Provided information:
────────

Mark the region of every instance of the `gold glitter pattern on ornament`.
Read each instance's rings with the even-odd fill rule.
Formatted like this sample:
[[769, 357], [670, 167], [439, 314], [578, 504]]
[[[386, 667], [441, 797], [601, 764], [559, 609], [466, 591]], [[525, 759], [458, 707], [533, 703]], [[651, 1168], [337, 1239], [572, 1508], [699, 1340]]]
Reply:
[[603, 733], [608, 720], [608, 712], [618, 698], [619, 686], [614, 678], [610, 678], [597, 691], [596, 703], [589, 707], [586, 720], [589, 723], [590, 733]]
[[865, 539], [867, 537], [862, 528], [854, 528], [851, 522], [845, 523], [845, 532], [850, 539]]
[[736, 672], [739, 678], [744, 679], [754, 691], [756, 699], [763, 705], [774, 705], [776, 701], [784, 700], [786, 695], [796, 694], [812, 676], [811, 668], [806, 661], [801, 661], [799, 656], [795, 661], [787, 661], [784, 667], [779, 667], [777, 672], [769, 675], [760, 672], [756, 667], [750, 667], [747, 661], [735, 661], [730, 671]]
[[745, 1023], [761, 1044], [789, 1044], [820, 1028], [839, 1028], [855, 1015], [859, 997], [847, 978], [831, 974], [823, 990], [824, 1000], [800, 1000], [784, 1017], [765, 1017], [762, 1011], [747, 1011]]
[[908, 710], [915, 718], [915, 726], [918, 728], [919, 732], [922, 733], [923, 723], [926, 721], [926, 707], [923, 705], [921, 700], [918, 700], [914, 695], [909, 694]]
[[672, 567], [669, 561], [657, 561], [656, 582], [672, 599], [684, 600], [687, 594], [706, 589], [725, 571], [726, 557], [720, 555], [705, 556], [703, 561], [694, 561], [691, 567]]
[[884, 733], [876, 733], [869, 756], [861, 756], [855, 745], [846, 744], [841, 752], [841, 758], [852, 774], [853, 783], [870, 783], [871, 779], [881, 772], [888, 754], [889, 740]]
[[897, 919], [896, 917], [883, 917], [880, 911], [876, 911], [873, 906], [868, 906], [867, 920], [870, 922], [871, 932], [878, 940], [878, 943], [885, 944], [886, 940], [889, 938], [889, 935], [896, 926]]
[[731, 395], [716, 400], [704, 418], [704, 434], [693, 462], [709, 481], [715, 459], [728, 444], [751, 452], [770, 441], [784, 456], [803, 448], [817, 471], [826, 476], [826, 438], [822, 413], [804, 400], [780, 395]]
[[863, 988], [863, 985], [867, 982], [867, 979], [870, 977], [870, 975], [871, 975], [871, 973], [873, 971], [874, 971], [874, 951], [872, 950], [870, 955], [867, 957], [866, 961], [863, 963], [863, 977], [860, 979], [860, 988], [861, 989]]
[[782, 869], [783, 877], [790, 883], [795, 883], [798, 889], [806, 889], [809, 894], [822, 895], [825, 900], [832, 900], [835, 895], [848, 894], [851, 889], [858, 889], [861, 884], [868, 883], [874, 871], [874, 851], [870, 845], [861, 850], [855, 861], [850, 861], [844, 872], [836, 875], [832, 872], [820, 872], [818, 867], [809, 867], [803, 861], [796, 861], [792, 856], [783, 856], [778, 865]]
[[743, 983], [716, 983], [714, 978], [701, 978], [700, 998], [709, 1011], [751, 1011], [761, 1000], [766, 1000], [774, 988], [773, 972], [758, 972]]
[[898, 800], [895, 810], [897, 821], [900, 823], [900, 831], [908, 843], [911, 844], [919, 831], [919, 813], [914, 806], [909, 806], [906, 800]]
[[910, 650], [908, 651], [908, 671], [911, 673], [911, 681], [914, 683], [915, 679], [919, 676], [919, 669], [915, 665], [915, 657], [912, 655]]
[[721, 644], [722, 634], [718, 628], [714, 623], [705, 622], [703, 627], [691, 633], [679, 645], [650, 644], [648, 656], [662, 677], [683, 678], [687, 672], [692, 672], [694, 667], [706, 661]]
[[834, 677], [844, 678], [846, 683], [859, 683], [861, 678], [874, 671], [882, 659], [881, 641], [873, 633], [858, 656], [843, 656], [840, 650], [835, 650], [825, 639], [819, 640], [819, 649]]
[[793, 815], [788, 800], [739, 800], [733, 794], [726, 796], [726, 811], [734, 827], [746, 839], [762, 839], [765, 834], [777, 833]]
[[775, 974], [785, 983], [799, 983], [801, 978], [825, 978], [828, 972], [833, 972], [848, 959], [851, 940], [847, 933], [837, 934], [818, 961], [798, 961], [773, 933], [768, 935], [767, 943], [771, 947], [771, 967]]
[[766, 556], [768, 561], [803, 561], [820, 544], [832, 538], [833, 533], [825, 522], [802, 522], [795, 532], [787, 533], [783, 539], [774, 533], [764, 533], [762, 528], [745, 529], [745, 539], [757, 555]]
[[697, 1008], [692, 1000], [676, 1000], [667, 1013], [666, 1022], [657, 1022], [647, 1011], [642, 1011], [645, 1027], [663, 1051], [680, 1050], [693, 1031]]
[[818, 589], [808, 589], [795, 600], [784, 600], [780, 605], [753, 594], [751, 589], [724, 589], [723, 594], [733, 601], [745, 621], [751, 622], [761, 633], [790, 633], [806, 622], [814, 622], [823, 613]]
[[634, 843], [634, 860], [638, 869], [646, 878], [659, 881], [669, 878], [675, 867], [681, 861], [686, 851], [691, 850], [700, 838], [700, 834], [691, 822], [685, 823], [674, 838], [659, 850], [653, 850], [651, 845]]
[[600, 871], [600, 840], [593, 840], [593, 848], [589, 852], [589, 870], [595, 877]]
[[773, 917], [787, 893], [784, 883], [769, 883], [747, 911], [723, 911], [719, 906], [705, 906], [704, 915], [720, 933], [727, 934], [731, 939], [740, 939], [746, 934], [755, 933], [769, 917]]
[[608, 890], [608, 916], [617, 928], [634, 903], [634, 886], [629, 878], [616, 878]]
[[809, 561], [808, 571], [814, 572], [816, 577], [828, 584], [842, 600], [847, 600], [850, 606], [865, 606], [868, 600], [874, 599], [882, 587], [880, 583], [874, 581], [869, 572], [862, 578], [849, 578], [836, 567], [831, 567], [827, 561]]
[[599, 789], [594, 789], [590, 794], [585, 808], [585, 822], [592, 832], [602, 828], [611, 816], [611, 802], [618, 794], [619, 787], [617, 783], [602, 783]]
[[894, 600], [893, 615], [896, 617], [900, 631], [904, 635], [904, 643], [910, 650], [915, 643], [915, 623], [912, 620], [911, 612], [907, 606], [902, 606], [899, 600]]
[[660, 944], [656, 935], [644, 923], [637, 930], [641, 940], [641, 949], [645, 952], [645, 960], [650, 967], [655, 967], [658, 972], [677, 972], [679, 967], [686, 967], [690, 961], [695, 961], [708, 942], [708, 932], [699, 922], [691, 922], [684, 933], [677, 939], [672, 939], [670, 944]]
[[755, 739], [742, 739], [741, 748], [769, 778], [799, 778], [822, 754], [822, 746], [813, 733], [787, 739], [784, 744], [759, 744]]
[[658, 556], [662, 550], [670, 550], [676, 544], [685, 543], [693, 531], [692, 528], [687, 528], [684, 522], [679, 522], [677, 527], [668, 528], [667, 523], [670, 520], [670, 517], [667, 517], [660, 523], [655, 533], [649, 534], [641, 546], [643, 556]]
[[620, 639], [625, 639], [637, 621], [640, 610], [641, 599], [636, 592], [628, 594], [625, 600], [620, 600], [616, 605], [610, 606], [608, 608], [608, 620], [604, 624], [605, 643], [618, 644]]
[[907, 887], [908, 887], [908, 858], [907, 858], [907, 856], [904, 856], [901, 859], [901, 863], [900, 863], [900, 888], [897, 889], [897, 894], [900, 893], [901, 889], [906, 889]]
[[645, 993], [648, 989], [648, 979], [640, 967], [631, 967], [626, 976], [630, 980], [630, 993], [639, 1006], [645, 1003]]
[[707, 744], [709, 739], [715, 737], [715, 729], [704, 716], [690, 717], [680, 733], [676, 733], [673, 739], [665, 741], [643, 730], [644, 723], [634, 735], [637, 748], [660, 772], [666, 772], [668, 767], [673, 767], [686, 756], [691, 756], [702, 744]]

────────

Task directions:
What are the exact lines from the beginning of the material through the line containing "1508], [699, 1340]]]"? Write out those lines alone.

Answer:
Mark the region of every instance of the `gold glitter pattern on ornament`.
Read each instance's rings with the even-odd fill rule.
Formatted like this sample:
[[769, 357], [670, 167], [439, 314], [578, 504]]
[[[386, 667], [441, 797], [601, 764], [559, 609], [466, 591]], [[525, 759], [458, 707], [533, 703]], [[651, 1168], [337, 1239], [572, 1508], [699, 1340]]]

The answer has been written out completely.